#### EXTRAIT:
Le nom Face suscitera une série d’autres noms convergents. Tout d’abord, le Fils est Prototype, Protoimage du monde. Tous les univers que crée le Père par le Fils dans l’Esprit saint sont toujours à l’image de cette Beauté éternelle et divine qu’est le Christ. Il crée par Lui comme par un genre de rayonnement :

« Il S’enveloppe de la lumière comme d’un manteau. »

La Création est un ornement de cette Beauté première. On pourrait presque dire que l’Incarnation n’est qu’une des manifestations de cette Beauté prééternelle et divine, hors du temps, qui est le Fils, la Face lumineuse, le portrait, le prototype et proto-image, proto-icône de toute créature.

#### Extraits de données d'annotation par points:
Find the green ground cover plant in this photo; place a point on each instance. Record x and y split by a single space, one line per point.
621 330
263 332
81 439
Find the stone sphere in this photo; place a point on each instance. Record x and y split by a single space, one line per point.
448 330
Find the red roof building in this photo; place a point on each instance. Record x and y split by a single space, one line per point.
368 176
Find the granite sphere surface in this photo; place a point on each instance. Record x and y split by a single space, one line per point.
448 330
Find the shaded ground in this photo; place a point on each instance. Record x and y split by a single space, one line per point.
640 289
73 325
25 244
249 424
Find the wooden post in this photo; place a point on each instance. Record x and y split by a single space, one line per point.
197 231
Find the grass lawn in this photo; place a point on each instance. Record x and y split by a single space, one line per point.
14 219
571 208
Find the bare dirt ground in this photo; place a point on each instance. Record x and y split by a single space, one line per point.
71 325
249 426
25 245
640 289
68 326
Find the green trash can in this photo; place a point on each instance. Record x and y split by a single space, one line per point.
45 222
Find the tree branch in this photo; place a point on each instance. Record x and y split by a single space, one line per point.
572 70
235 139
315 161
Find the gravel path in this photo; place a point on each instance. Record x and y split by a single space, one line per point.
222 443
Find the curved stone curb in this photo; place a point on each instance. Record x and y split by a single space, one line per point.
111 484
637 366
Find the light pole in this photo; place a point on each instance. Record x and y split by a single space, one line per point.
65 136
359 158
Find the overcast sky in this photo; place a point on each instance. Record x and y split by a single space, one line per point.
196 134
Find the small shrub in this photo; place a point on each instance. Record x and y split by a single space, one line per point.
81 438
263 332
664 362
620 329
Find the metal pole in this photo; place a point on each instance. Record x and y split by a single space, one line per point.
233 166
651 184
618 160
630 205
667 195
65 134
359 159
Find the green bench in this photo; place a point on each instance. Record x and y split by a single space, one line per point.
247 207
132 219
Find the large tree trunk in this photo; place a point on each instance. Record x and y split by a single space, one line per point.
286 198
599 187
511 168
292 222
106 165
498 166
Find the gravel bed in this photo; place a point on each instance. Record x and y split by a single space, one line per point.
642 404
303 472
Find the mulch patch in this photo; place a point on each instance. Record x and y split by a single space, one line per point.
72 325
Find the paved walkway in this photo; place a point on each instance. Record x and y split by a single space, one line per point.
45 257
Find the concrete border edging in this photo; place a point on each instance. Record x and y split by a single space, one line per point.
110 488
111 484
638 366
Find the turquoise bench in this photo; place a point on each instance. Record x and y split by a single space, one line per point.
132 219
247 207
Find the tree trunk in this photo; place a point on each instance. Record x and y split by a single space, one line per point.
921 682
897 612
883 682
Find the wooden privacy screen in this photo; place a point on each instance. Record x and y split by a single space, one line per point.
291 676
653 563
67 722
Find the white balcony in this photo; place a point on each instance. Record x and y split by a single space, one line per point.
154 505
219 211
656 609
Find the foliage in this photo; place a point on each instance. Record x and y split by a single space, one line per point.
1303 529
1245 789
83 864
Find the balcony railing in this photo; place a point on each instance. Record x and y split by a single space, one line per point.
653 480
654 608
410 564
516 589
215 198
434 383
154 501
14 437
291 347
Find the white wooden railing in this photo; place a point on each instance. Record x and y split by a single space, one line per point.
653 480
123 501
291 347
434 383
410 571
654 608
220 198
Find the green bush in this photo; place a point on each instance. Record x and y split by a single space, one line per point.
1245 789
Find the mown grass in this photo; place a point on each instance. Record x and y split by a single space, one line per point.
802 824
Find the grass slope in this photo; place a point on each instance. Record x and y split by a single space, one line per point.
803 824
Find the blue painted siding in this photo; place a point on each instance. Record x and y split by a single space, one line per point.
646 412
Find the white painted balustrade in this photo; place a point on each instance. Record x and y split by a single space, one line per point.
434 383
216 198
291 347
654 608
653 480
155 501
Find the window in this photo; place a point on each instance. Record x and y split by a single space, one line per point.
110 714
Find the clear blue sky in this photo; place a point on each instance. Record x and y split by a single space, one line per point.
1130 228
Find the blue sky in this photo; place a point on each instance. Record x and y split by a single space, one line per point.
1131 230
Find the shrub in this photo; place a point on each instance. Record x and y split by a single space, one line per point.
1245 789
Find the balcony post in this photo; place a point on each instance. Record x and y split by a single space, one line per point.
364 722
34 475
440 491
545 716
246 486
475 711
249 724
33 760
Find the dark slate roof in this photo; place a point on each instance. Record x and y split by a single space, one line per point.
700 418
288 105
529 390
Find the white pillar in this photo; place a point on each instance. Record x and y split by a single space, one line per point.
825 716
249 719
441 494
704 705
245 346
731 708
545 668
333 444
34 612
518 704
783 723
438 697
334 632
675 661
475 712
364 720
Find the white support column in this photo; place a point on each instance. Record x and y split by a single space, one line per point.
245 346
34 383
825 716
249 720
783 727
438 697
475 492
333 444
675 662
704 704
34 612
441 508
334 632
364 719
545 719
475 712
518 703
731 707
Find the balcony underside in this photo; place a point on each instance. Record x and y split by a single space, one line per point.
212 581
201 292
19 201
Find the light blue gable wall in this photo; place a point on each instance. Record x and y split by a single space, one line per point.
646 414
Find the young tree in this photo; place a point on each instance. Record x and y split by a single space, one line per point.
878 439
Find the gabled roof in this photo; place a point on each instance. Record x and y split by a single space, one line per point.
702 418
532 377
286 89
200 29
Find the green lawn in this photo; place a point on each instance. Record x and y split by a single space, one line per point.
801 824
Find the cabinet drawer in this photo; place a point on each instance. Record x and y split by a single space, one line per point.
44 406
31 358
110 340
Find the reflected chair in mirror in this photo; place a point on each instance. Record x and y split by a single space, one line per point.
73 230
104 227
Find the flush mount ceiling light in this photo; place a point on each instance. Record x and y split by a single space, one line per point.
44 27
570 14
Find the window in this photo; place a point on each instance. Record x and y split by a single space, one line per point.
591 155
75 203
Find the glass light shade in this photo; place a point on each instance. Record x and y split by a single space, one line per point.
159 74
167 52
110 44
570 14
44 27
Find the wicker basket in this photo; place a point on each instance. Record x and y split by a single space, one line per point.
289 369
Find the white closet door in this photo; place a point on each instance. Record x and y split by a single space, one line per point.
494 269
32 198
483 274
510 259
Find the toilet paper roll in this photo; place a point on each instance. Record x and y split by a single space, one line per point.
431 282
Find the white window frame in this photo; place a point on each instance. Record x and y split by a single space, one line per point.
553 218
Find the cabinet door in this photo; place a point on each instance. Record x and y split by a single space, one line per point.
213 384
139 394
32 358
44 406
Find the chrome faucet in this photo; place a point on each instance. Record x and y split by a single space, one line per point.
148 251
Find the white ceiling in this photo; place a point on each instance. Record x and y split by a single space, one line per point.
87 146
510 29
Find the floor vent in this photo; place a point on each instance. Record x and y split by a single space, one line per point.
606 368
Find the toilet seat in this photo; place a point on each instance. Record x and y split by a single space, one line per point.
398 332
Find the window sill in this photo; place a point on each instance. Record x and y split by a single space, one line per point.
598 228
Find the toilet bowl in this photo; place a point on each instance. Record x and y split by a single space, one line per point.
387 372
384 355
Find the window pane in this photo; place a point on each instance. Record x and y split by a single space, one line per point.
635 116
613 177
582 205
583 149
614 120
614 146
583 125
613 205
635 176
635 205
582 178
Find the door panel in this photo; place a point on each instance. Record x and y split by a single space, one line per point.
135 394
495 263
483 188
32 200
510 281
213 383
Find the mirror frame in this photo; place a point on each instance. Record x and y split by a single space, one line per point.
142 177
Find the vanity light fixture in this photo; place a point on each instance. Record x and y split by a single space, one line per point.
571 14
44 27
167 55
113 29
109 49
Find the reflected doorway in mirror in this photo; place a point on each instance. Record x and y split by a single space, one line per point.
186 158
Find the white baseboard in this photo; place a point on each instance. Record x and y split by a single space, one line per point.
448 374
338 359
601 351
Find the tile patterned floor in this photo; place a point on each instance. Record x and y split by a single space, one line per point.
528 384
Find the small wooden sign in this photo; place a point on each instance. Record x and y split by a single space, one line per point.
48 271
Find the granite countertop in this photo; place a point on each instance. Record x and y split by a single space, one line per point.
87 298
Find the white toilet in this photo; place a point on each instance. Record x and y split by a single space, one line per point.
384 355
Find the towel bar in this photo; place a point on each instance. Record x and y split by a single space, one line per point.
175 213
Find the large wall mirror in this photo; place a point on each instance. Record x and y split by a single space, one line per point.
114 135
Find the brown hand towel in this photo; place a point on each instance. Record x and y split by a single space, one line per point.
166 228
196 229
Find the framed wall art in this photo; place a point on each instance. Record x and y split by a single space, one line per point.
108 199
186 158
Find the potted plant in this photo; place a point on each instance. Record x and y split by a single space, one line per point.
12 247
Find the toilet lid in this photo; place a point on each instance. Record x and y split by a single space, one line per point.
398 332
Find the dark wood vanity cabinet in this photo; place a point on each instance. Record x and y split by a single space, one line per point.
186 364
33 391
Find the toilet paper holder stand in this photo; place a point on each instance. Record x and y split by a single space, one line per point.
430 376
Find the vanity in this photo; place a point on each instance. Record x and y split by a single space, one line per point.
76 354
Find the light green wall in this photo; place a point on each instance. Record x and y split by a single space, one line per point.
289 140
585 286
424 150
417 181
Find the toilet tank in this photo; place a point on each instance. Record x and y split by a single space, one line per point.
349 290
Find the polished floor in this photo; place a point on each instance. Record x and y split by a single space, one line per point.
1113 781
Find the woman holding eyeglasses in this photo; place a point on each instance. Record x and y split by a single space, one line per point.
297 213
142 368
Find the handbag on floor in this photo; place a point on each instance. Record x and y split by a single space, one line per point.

#### OBJECTIF ÉNONCÉ 1:
Reformulez plus brièvement, en gardant ses idées principales, le paragraphe de l'extrait qui commence par « La Création est un ornement ».
#### OBJECTIF ÉNONCÉ 2:
Convertissez en tableau Markdown, avec les colonnes « N° » et « Contenu », les lignes des rangées comprises entre celle qui contient « Find the toilet tank » et la fin des rangées, bornes incluses. Omettez les lignes vides.

#### RÉSULTAT OBTENU 1:
La Création orne la Beauté première. L'Incarnation n'est presque qu'une manifestation de cette Beauté divine, prééternelle et hors du temps qu'est le Fils : la Face lumineuse, le portrait, le prototype et la proto-icône de toute créature.

#### RÉSULTAT OBTENU 2:
| N° | Contenu |
|---|---|
| 1 | Find the toilet tank in this photo; place a point on each instance. Record x and y split by a single space, one line per point. |
| 2 | 349 290 |
| 3 | Find the polished floor in this photo; place a point on each instance. Record x and y split by a single space, one line per point. |
| 4 | 1113 781 |
| 5 | Find the woman holding eyeglasses in this photo; place a point on each instance. Record x and y split by a single space, one line per point. |
| 6 | 297 213 |
| 7 | 142 368 |
| 8 | Find the handbag on floor in this photo; place a point on each instance. Record x and y split by a single space, one line per point. |